Zitiere die folgenden Daten vollständig und ohne jede Änderung.

* **Aufgeführte Daten**:
----------------
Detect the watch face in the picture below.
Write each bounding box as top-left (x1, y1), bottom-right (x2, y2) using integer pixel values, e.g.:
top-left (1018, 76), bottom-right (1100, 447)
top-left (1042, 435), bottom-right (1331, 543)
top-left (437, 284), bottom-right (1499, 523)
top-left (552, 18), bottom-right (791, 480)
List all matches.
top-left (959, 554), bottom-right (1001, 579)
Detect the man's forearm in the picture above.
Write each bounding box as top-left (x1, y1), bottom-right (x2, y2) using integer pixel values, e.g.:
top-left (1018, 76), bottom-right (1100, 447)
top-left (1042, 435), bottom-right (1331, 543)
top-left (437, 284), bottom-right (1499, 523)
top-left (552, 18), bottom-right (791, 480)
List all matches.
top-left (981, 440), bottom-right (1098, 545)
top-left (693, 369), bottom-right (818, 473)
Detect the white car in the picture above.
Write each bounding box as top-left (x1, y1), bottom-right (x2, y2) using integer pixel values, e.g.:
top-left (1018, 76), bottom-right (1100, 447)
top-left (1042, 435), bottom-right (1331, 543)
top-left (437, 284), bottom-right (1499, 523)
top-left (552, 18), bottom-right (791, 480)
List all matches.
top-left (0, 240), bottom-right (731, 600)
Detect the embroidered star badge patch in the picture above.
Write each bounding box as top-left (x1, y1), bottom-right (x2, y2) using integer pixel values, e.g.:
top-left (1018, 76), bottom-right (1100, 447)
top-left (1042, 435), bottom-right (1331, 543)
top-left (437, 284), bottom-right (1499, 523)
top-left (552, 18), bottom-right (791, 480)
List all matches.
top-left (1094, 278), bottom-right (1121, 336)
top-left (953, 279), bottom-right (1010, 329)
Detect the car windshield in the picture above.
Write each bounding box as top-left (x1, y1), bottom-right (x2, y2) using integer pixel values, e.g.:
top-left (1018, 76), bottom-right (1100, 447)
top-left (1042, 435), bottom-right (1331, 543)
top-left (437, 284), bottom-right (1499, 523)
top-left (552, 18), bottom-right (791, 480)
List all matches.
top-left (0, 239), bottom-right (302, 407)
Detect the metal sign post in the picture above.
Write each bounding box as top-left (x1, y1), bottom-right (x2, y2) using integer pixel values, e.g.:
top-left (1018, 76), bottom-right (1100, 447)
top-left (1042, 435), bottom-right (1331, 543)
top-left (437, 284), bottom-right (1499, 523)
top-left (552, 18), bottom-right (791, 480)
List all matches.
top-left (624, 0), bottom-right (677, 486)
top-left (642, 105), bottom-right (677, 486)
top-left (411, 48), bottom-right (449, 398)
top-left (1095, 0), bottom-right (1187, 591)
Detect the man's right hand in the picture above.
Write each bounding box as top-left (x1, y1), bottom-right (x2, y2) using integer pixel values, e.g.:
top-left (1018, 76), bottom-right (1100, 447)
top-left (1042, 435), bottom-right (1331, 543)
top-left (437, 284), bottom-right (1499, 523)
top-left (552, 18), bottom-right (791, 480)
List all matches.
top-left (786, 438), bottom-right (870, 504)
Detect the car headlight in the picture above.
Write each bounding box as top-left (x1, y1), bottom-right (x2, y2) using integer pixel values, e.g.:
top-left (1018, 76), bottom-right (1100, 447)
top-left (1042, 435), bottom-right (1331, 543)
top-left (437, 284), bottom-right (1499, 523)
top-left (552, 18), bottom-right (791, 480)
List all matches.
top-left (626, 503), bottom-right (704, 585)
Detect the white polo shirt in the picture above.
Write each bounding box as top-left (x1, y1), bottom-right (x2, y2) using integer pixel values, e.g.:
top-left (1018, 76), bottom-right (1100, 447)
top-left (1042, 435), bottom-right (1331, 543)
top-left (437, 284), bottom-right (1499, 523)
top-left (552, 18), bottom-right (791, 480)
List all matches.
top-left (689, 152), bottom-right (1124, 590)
----------------
* **Das Ergebnis**:
Detect the watch face in the picture below.
Write each bounding box as top-left (x1, y1), bottom-right (x2, y2) using integer pixel values, e.g.:
top-left (1018, 76), bottom-right (1100, 447)
top-left (1042, 435), bottom-right (1331, 543)
top-left (437, 284), bottom-right (1499, 523)
top-left (552, 18), bottom-right (791, 480)
List all matches.
top-left (959, 554), bottom-right (1001, 579)
Detect the man's forearm in the picture above.
Write each bounding box as top-left (x1, y1), bottom-right (x2, y2) using integer pixel values, e.g.:
top-left (1018, 76), bottom-right (1100, 447)
top-left (1042, 435), bottom-right (1331, 543)
top-left (437, 284), bottom-right (1499, 523)
top-left (552, 18), bottom-right (791, 480)
List all matches.
top-left (981, 440), bottom-right (1098, 545)
top-left (693, 369), bottom-right (818, 473)
Detect the white car in the picture above.
Write each bounding box as top-left (x1, y1), bottom-right (x2, y2) using integer pixel values, e.g.:
top-left (1018, 76), bottom-right (1100, 447)
top-left (1042, 435), bottom-right (1331, 543)
top-left (437, 284), bottom-right (1499, 523)
top-left (552, 18), bottom-right (791, 480)
List all matches.
top-left (0, 240), bottom-right (731, 600)
Detect the embroidered star badge patch in the picture above.
Write each bounding box as top-left (x1, y1), bottom-right (x2, y2) using integer pixel values, e.g.:
top-left (1018, 76), bottom-right (1100, 447)
top-left (1042, 435), bottom-right (1331, 543)
top-left (437, 284), bottom-right (1499, 523)
top-left (552, 18), bottom-right (791, 480)
List all matches.
top-left (1094, 278), bottom-right (1121, 336)
top-left (953, 279), bottom-right (1010, 329)
Detect the car windshield in the picture above.
Write each bounding box as top-left (x1, y1), bottom-right (x2, y2) using integer pixel values, e.g.:
top-left (1018, 76), bottom-right (1100, 447)
top-left (1042, 435), bottom-right (1331, 543)
top-left (437, 284), bottom-right (1499, 523)
top-left (552, 18), bottom-right (791, 480)
List all matches.
top-left (0, 239), bottom-right (302, 407)
Detect the metal sign post in the picture above.
Write each bounding box as top-left (x1, y1), bottom-right (x2, y2) using integer pixel values, e.g.:
top-left (1018, 76), bottom-right (1100, 447)
top-left (1042, 435), bottom-right (1331, 543)
top-left (437, 284), bottom-right (1499, 523)
top-left (552, 18), bottom-right (791, 480)
List all matches.
top-left (624, 0), bottom-right (677, 486)
top-left (642, 105), bottom-right (677, 486)
top-left (411, 48), bottom-right (449, 398)
top-left (1095, 0), bottom-right (1187, 591)
Detect the man's right hand in the picture above.
Write each bounding box as top-left (x1, y1), bottom-right (x2, y2) using integer pixel values, e.g.:
top-left (1018, 76), bottom-right (1100, 447)
top-left (1042, 435), bottom-right (1331, 543)
top-left (437, 284), bottom-right (1499, 523)
top-left (552, 18), bottom-right (791, 480)
List all matches.
top-left (786, 438), bottom-right (870, 504)
Detect the car headlight in the picture above.
Write each bounding box as top-left (x1, y1), bottom-right (x2, y2) using integer pixel values, e.g.:
top-left (1018, 76), bottom-right (1100, 447)
top-left (1042, 435), bottom-right (1331, 543)
top-left (437, 284), bottom-right (1499, 523)
top-left (552, 18), bottom-right (791, 480)
List all matches.
top-left (626, 503), bottom-right (704, 585)
Detect the white polo shirt in the picture above.
Write each bounding box as top-left (x1, y1), bottom-right (x2, y2) using integer pixel values, e.g.:
top-left (1018, 76), bottom-right (1100, 447)
top-left (1042, 435), bottom-right (1331, 543)
top-left (437, 284), bottom-right (1499, 523)
top-left (552, 18), bottom-right (791, 480)
List all matches.
top-left (689, 152), bottom-right (1124, 590)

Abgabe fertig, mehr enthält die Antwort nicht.